====== Information provided
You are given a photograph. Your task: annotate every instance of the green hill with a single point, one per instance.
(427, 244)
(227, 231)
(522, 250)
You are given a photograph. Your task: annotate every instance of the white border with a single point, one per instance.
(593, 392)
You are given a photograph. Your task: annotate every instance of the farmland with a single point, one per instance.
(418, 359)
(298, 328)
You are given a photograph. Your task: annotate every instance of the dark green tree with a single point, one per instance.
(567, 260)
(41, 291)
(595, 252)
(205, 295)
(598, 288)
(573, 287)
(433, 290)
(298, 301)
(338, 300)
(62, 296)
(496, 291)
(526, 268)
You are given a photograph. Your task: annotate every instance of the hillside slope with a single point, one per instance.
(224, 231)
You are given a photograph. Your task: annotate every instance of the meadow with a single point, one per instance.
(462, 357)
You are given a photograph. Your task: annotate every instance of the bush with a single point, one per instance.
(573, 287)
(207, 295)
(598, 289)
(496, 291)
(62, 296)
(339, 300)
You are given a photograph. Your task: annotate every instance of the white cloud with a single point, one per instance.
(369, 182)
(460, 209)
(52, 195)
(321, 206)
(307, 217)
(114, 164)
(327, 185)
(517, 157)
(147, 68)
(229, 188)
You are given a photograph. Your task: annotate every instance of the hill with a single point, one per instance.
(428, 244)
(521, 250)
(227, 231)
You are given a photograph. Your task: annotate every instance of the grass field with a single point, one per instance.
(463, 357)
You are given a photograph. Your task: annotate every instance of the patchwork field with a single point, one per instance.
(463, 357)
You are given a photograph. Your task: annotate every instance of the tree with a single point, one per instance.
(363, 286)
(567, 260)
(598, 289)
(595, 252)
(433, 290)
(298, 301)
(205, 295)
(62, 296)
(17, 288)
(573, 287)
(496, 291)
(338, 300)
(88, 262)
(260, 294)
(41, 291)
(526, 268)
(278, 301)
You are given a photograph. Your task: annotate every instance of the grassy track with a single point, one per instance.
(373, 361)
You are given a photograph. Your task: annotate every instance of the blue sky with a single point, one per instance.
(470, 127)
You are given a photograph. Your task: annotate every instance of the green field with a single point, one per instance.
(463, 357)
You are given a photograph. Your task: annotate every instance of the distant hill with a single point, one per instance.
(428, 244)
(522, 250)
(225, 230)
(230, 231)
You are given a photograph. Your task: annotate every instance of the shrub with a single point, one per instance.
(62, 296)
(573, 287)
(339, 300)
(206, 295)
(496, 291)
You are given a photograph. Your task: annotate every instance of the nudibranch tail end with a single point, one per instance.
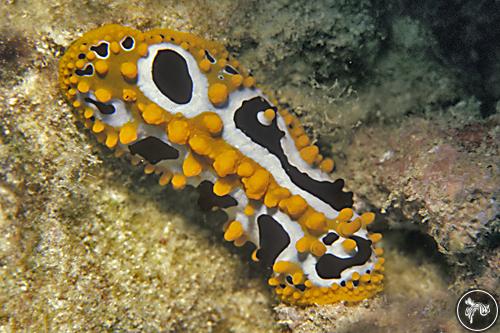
(193, 115)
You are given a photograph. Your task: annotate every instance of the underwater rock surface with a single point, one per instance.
(87, 243)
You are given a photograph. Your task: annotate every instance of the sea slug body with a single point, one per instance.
(194, 116)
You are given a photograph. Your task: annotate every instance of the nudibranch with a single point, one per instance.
(192, 114)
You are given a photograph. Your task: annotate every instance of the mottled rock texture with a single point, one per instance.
(87, 243)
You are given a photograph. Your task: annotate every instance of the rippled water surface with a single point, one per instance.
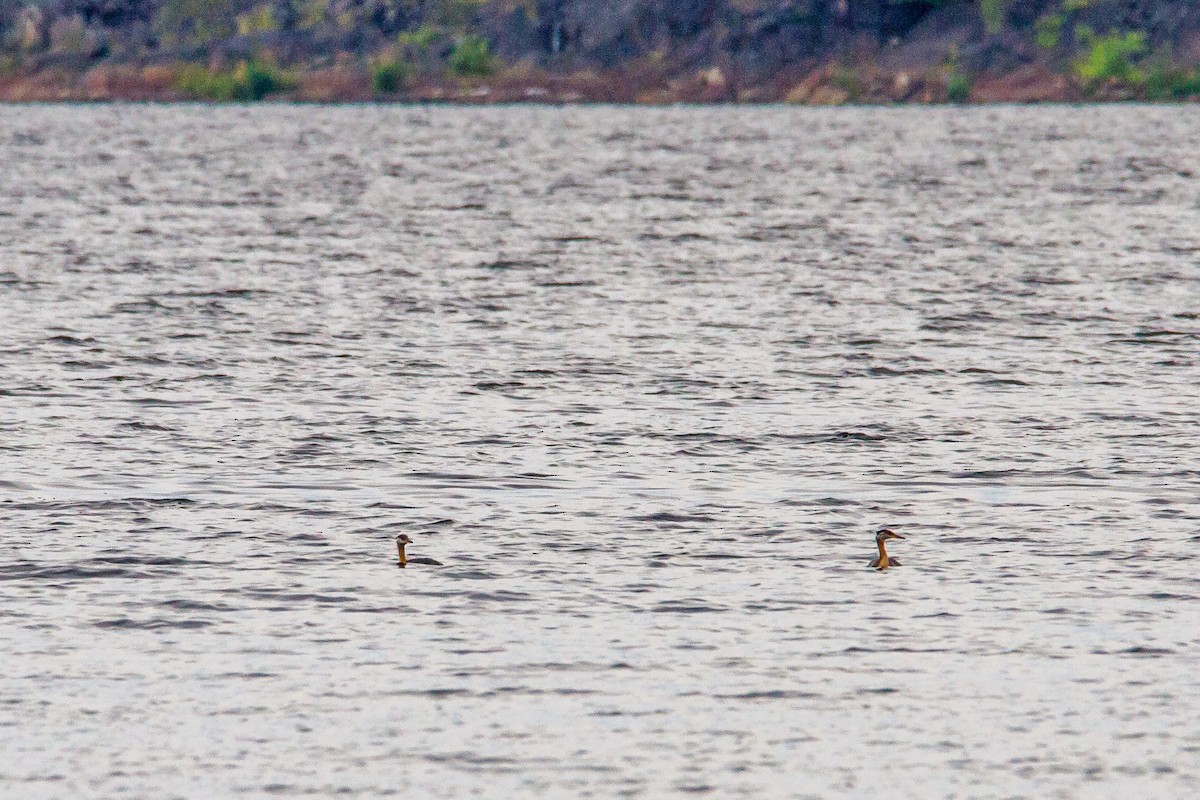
============
### Work order
The copy must match the listing above exactly, except that it holds no pictures.

### Exercise response
You are given a photograph. Your task: annotate every instance of the green hill with a single point, one per instance.
(427, 244)
(227, 231)
(522, 250)
You are given a photograph. Your task: annotate every instance of the white border with a single point, one per instance.
(593, 392)
You are given a photograph. Your task: annotate every instance of the farmland with a single point, one per instance.
(418, 359)
(298, 328)
You are given a photograph. Your task: annotate every instance of the dark green tree with a single point, one per instance.
(567, 260)
(41, 291)
(595, 252)
(205, 295)
(598, 288)
(573, 287)
(433, 290)
(298, 301)
(338, 300)
(62, 296)
(496, 291)
(526, 268)
You are given a photograph. Your task: annotate every instance of the hillside slope with a single point, one per instance.
(224, 231)
You are given a photograph. Your task: annotate every instance of the meadow with a single point, one per instance.
(462, 357)
You are given a photograph. Your task: annotate every instance of the bush with a single point, one per instance.
(573, 287)
(207, 295)
(598, 289)
(496, 291)
(62, 296)
(339, 300)
You are given a photograph. Your task: annotate every instance of the white cloud with a single point, one per instance.
(369, 182)
(460, 209)
(52, 195)
(321, 206)
(307, 217)
(114, 164)
(327, 185)
(517, 157)
(147, 68)
(229, 188)
You are given a photograph. Your task: annotate every instance of the hill with a single point, one per instance.
(428, 244)
(521, 250)
(227, 231)
You are given a photograph. Your task: annotate every instance of the grass field with a single point, one per instance.
(463, 357)
You are given a photograph. Your task: annotate every instance of the patchwork field with a single point, one per instance.
(463, 357)
You are given a photograph. Your task: annotate every instance of the tree with a single point, one per instance.
(363, 286)
(567, 260)
(598, 289)
(595, 252)
(433, 290)
(298, 301)
(205, 295)
(62, 296)
(17, 288)
(573, 287)
(496, 291)
(338, 300)
(88, 262)
(260, 294)
(41, 291)
(526, 268)
(278, 301)
You are given a photograph. Your task: annotate every instance of the grassy track with a single point, one per instance.
(373, 361)
You are given a photograph. Your task: annotate every instance of the blue sky with a single point, one per instance.
(470, 127)
You are given a photograph. Your task: annotate every instance of the green field with a single point, one per instance.
(463, 357)
You are given a photograph. Your task: annotate every instance of the distant hill with a single point, one per instance.
(428, 244)
(522, 250)
(225, 230)
(230, 231)
You are given a photograph. Your task: annotate every instance of the shrub with a single point, one per instance.
(62, 296)
(573, 287)
(339, 300)
(206, 295)
(496, 291)
You are given a photograph. Your task: annotate every instance of the nudibranch tail end with a single point, one per instance.
(193, 115)
You are given a photograph. Your task: annotate every instance of the underwater rock surface with a single point, one per instance.
(87, 243)
You are given a photograph. Your task: annotate every instance of the sea slug body with a single point, one per instance.
(194, 116)
You are given a photograph. Your task: annotate every instance of the nudibranch with a single point, one per instance.
(192, 114)
You are given a photograph. Your task: annotate every instance of the mottled rock texture with a single point, one per instance.
(87, 243)
You are given a photograph. Your task: annotate every instance of the rippled water surface with a single point, one per instance.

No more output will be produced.